■ WHAT YOU WILL DO: Reproduce only the lines from the line containing "Could you please indicate the wooden" to the end of the entries below, including both of those lines.

■ SUPPLIED DATA:
-- -- --
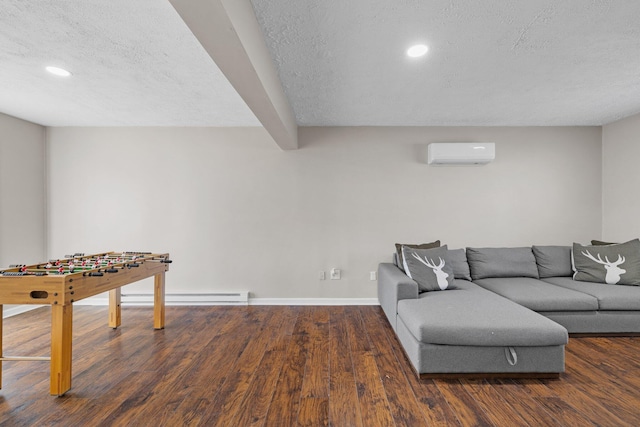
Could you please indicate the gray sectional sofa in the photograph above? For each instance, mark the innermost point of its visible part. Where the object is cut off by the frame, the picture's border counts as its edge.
(508, 312)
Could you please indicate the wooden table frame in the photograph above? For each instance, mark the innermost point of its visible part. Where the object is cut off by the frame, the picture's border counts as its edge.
(62, 290)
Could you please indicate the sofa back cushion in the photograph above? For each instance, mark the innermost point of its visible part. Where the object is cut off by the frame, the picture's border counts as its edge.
(458, 259)
(553, 261)
(501, 262)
-- -- --
■ TASK RESPONSE:
Could you please indicate the wooden table frame in the photograph above? For each instance, mark the innermost point of its visible part. Where the object is cut off by the frame, the picture's border counts as its edge.
(62, 290)
Could you please indicate the sofa back cushion in the photograph above? For each instance, mark the innermost point of its visible part. Where the object is cut off by the frame, the picture's border counts as its edge.
(458, 259)
(553, 261)
(501, 262)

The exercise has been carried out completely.